_Excerpt to read_:
PDF‑Outline‑Challenge

Extract a clean heading outline (Title → H1/H2/H3) from any PDF, fully offline, on CPU‑only hardware.

Encoder – Donut‑base INT8 (ONNX)
Classifier head – small MLP (models/donut_head.pkl)
Clustering – rule‑based, layout‑agnostic (pdf_outline/cluster.py)
Renderer – PyMuPDF (fitz) + Pillow, so no external OCR engine required
Fully offline at runtime – all models & wheels shipped in repo

1 Quick Start (Offline Docker Build)

Pre‑download all Python wheels into wheelhouse/ (one‑time, already done):

mkdir -p wheelhouse
pip download \
  --only-binary=:all: \
  --no-deps \
  -d wheelhouse \
  -r requirements.txt \
  --extra-index-url https://download.pytorch.org/whl/cpu

Build the Docker image (uses wheelhouse/ for offline install):

docker build --platform linux/amd64 -t pdfoutline.challenge .

Run against your PDFs:

docker run --rm \
  -v "$(pwd)/sample_dataset/pdfs:/app/input:ro" \
  -v "$(pwd)/sample_dataset/outputs:/app/output" \
  --network none \
  pdfoutline.challenge

Your JSON outlines will appear in sample_dataset/outputs/ in ≈2 min (<1 GB image).

_To do_:
- A) Update the PDF outline guide from "docker build --platform" up to and including "in ≈2 min (<1 GB image).", and write that part out again with "pdfoutline.challenge" replaced by "pdf-outline-tool".
- B) Tally the lines of the recorded data that contain the string "diver", and give only that number.

[Recorded data]
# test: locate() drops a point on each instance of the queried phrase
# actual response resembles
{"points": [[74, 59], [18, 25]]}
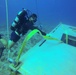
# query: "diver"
{"points": [[20, 26]]}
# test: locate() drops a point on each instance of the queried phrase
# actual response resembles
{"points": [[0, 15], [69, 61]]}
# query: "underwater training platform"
{"points": [[52, 57]]}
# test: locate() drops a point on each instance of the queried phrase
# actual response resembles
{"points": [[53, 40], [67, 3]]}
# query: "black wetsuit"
{"points": [[22, 28]]}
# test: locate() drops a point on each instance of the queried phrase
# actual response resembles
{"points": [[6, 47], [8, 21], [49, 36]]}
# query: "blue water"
{"points": [[50, 12]]}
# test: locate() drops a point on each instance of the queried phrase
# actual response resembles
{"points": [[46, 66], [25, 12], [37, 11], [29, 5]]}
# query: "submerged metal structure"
{"points": [[56, 56]]}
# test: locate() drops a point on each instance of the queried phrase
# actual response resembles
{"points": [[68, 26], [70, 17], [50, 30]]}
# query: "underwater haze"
{"points": [[50, 12]]}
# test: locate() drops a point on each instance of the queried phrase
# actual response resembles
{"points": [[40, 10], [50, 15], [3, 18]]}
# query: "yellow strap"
{"points": [[28, 37]]}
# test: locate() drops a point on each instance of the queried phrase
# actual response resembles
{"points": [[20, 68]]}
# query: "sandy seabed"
{"points": [[4, 64]]}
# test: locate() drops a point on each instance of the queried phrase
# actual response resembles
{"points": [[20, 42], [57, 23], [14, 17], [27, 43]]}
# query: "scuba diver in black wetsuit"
{"points": [[20, 27]]}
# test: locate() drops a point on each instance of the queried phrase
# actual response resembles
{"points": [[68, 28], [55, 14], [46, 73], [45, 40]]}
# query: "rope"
{"points": [[38, 13], [6, 2], [28, 37]]}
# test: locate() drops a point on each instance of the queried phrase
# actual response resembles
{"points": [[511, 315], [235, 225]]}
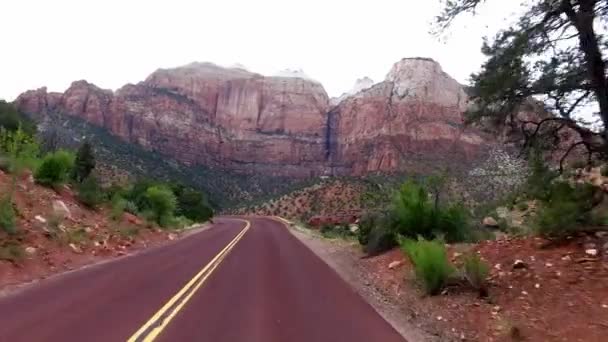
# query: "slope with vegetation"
{"points": [[56, 214]]}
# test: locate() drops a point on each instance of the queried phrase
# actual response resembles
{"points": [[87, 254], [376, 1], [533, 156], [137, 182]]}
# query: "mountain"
{"points": [[240, 121]]}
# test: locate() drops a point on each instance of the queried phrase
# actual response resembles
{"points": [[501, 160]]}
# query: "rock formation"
{"points": [[280, 125]]}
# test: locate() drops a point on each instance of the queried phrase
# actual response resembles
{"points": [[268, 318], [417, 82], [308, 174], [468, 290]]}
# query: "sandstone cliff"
{"points": [[281, 125]]}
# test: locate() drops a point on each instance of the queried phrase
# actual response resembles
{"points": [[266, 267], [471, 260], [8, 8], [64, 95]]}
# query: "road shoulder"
{"points": [[342, 257]]}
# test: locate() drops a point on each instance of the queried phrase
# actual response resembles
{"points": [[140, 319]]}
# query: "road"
{"points": [[241, 280]]}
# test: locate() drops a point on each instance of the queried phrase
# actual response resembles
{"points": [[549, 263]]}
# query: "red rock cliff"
{"points": [[232, 118]]}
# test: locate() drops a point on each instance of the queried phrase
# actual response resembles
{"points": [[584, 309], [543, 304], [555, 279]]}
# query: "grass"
{"points": [[12, 252], [431, 264]]}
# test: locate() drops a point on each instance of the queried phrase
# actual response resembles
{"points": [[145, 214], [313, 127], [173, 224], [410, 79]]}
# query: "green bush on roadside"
{"points": [[55, 168], [8, 222], [565, 209], [90, 193], [431, 264]]}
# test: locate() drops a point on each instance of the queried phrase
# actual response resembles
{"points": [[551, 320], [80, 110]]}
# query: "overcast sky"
{"points": [[113, 42]]}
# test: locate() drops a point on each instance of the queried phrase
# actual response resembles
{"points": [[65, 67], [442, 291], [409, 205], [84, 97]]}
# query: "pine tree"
{"points": [[555, 54], [85, 162]]}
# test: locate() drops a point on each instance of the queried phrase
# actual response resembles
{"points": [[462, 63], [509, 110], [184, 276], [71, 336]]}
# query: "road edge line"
{"points": [[199, 277]]}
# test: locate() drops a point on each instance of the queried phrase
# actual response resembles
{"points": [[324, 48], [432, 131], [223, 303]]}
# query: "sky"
{"points": [[114, 42]]}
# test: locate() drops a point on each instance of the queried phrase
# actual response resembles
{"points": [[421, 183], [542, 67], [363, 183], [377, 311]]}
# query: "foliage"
{"points": [[415, 215], [555, 53], [55, 168], [367, 222], [604, 170], [430, 262], [84, 162], [565, 209], [162, 204], [8, 221], [476, 271], [21, 151], [11, 252], [192, 203], [90, 193], [119, 205]]}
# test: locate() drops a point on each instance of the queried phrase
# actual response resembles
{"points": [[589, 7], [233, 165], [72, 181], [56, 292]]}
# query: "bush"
{"points": [[119, 206], [430, 262], [162, 204], [415, 215], [55, 168], [366, 224], [21, 150], [7, 215], [476, 272], [565, 209], [604, 170], [90, 192], [84, 162]]}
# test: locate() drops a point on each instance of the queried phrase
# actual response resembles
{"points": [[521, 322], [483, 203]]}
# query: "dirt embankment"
{"points": [[537, 292]]}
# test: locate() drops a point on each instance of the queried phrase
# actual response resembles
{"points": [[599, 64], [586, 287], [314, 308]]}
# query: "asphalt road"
{"points": [[241, 280]]}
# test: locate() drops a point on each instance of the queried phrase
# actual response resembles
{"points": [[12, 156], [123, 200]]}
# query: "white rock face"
{"points": [[360, 85], [422, 79], [298, 73]]}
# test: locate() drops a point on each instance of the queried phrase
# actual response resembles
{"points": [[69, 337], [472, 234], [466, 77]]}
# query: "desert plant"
{"points": [[476, 271], [90, 193], [162, 204], [415, 215], [430, 261], [7, 215], [55, 168], [84, 162], [119, 206], [565, 209], [604, 170]]}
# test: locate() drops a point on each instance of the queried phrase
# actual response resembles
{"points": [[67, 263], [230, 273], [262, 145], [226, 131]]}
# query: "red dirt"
{"points": [[94, 235], [562, 294]]}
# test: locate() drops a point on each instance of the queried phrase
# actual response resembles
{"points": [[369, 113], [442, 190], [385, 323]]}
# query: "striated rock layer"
{"points": [[235, 119]]}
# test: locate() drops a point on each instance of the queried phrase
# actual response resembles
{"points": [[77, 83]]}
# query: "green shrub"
{"points": [[430, 262], [522, 206], [131, 208], [192, 203], [415, 215], [119, 206], [21, 151], [8, 222], [566, 208], [55, 168], [476, 272], [162, 204], [366, 224], [579, 164], [84, 162], [90, 193]]}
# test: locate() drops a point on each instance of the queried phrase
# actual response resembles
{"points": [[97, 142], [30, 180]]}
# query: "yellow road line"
{"points": [[148, 332]]}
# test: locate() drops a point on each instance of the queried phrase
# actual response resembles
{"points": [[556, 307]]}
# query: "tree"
{"points": [[556, 53], [84, 163]]}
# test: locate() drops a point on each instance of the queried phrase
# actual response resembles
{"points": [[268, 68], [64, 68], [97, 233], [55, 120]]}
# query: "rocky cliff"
{"points": [[281, 125]]}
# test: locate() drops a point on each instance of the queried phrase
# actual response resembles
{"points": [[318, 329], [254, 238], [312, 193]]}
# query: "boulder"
{"points": [[490, 222], [61, 210]]}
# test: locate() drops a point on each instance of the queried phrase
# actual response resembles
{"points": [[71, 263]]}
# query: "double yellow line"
{"points": [[150, 331]]}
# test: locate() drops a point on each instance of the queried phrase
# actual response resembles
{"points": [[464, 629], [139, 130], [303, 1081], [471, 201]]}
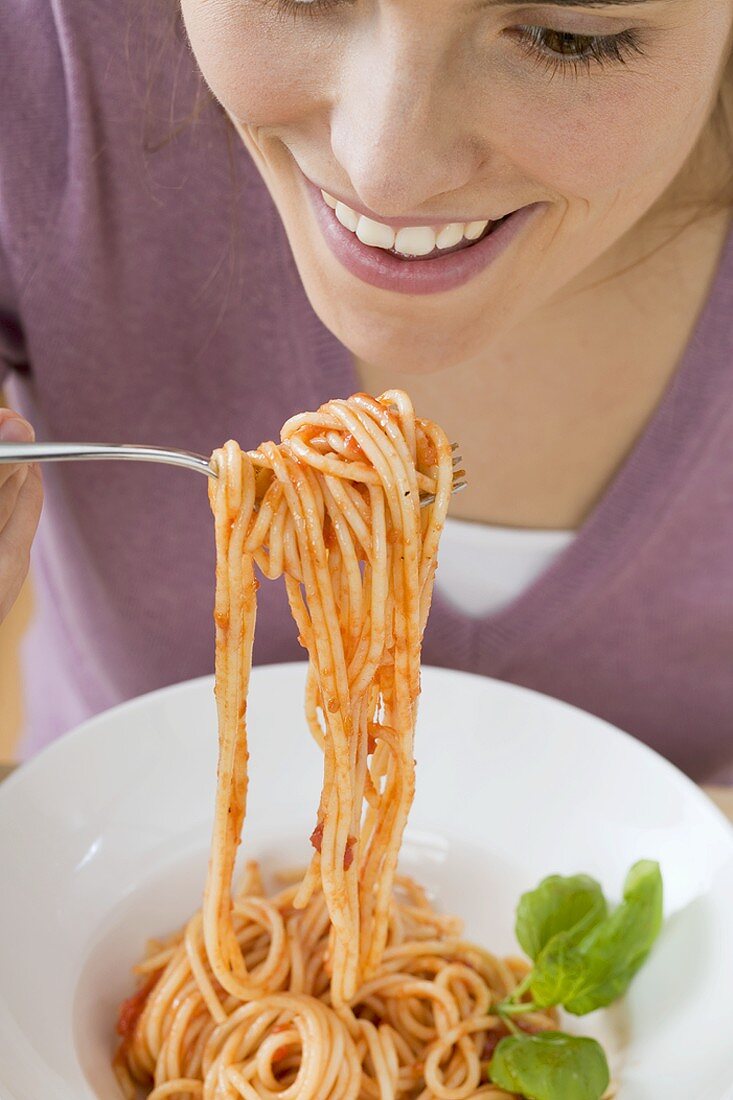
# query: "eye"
{"points": [[307, 7], [562, 50]]}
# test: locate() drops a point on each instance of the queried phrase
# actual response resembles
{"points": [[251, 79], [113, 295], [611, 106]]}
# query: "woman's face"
{"points": [[426, 119]]}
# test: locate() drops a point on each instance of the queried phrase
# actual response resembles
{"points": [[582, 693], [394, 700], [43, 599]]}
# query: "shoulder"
{"points": [[79, 78]]}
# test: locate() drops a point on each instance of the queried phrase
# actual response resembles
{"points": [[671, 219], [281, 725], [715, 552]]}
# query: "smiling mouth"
{"points": [[411, 242]]}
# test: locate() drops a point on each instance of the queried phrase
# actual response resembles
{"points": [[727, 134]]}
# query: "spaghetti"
{"points": [[347, 985]]}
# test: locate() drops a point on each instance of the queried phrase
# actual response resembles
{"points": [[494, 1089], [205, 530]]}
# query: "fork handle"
{"points": [[74, 452]]}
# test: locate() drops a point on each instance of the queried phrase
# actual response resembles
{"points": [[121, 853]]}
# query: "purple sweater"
{"points": [[150, 296]]}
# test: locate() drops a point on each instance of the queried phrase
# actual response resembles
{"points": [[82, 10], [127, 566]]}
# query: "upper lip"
{"points": [[415, 220]]}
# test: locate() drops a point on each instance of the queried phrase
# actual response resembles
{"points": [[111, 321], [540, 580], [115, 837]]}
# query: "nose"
{"points": [[397, 125]]}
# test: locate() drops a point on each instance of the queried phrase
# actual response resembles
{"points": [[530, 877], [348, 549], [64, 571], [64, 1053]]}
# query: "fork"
{"points": [[138, 452]]}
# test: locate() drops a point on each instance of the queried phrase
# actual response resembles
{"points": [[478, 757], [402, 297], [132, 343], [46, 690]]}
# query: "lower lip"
{"points": [[387, 272]]}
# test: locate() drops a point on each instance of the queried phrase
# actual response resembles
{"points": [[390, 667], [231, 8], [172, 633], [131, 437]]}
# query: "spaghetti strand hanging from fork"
{"points": [[336, 508]]}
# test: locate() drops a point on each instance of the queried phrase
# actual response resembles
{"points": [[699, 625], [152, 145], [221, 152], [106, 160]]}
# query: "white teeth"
{"points": [[415, 241], [348, 217], [374, 233], [474, 229], [451, 235], [412, 240]]}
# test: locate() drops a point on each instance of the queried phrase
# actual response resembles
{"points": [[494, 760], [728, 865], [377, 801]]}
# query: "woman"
{"points": [[516, 211]]}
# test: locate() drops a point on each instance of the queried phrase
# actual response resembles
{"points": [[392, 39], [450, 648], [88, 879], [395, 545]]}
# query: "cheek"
{"points": [[620, 134], [262, 72]]}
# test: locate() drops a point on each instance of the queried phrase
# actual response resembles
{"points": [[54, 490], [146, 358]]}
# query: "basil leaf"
{"points": [[558, 904], [595, 971], [550, 1066]]}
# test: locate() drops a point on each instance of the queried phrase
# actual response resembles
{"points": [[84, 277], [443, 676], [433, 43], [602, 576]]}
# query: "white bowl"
{"points": [[104, 844]]}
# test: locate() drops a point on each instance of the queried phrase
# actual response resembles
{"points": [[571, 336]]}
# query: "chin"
{"points": [[395, 343]]}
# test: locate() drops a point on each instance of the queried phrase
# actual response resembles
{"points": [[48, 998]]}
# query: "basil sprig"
{"points": [[588, 974], [584, 957], [550, 1065]]}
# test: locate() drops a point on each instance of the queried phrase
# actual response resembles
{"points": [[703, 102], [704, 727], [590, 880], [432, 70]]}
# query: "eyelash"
{"points": [[577, 52]]}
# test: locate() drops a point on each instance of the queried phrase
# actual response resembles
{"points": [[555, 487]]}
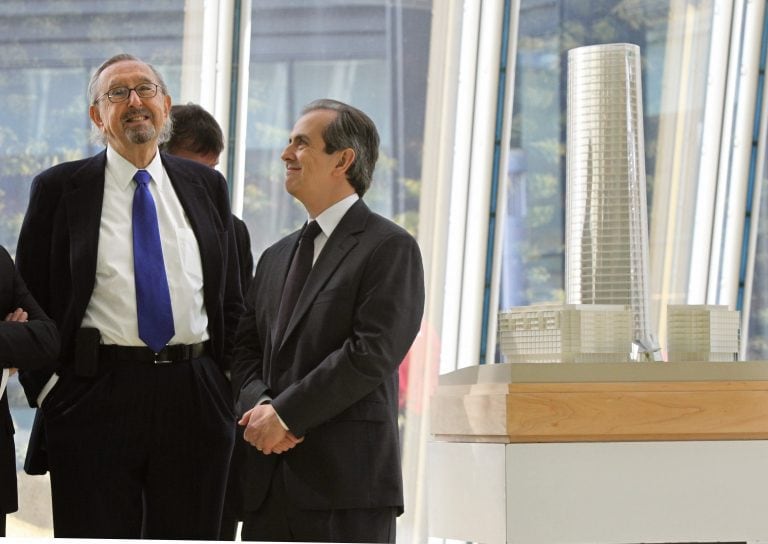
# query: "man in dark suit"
{"points": [[132, 253], [29, 339], [319, 379], [197, 136]]}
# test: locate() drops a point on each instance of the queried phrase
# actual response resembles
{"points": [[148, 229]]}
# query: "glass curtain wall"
{"points": [[675, 40], [48, 50]]}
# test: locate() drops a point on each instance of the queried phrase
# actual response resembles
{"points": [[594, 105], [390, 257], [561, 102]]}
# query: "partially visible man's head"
{"points": [[129, 103], [353, 129], [196, 135]]}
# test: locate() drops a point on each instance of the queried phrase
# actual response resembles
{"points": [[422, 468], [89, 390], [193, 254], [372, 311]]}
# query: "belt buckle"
{"points": [[161, 360]]}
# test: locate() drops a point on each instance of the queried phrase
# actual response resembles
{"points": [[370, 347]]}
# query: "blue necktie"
{"points": [[153, 300]]}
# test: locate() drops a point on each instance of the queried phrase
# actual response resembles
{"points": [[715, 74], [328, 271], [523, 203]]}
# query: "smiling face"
{"points": [[135, 121], [316, 178]]}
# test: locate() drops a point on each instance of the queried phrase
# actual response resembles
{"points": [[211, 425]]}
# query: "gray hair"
{"points": [[350, 129]]}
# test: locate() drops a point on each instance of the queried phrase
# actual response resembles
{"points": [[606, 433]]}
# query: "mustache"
{"points": [[134, 112]]}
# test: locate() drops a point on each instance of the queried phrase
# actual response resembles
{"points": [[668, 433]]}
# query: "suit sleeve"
{"points": [[247, 371], [388, 308], [25, 345], [33, 261]]}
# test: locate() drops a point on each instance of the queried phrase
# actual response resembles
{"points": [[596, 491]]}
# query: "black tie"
{"points": [[297, 275]]}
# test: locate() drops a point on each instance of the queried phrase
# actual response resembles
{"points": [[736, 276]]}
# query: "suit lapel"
{"points": [[83, 196], [341, 242], [282, 261]]}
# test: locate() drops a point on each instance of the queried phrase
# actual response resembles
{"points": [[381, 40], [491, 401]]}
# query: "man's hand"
{"points": [[264, 431], [17, 315]]}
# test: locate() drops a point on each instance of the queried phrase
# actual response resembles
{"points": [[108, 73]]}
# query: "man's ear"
{"points": [[346, 158]]}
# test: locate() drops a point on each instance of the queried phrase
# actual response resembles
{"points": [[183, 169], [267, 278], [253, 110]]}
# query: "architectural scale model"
{"points": [[606, 238]]}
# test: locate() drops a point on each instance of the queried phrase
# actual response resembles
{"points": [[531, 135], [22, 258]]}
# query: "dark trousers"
{"points": [[233, 498], [140, 451], [278, 520]]}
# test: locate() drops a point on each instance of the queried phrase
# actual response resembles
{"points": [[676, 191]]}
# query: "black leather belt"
{"points": [[177, 353]]}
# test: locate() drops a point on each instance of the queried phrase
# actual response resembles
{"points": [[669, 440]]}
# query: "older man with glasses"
{"points": [[131, 252]]}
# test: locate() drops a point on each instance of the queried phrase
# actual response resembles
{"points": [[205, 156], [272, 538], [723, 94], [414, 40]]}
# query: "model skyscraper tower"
{"points": [[606, 246]]}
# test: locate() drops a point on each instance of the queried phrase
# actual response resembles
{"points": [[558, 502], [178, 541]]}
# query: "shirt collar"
{"points": [[123, 170], [331, 217]]}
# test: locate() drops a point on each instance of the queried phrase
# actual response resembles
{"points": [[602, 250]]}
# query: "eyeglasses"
{"points": [[121, 94]]}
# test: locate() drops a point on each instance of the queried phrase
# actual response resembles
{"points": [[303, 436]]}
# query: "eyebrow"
{"points": [[299, 138]]}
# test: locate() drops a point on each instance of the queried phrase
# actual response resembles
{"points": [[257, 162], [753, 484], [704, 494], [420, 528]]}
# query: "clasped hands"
{"points": [[264, 431], [20, 316]]}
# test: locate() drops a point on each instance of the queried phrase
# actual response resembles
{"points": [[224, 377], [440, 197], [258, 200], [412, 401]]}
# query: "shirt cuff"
{"points": [[4, 380], [266, 399]]}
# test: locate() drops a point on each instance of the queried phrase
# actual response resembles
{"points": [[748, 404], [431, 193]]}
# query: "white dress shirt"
{"points": [[328, 220], [112, 308]]}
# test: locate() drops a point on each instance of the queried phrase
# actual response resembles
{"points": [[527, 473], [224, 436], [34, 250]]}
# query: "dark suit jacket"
{"points": [[333, 377], [244, 255], [59, 238], [28, 345]]}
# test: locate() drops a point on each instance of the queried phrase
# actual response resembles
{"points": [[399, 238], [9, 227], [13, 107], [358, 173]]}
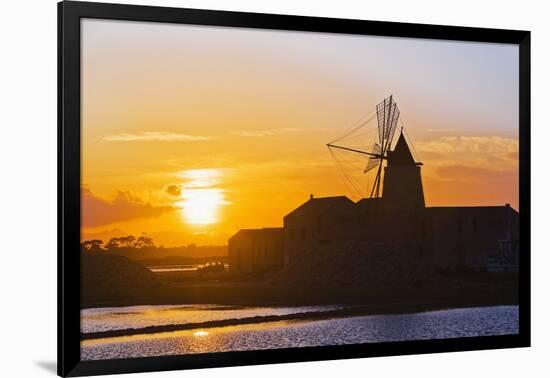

_Solutions to the tasks_:
- A)
docker build --platform linux/amd64 -t pdf-outline-tool .

Run against your PDFs:

docker run --rm \
  -v "$(pwd)/sample_dataset/pdfs:/app/input:ro" \
  -v "$(pwd)/sample_dataset/outputs:/app/output" \
  --network none \
  pdf-outline-tool

Your JSON outlines will appear in sample_dataset/outputs/ in ≈2 min (<1 GB image).

- B) 2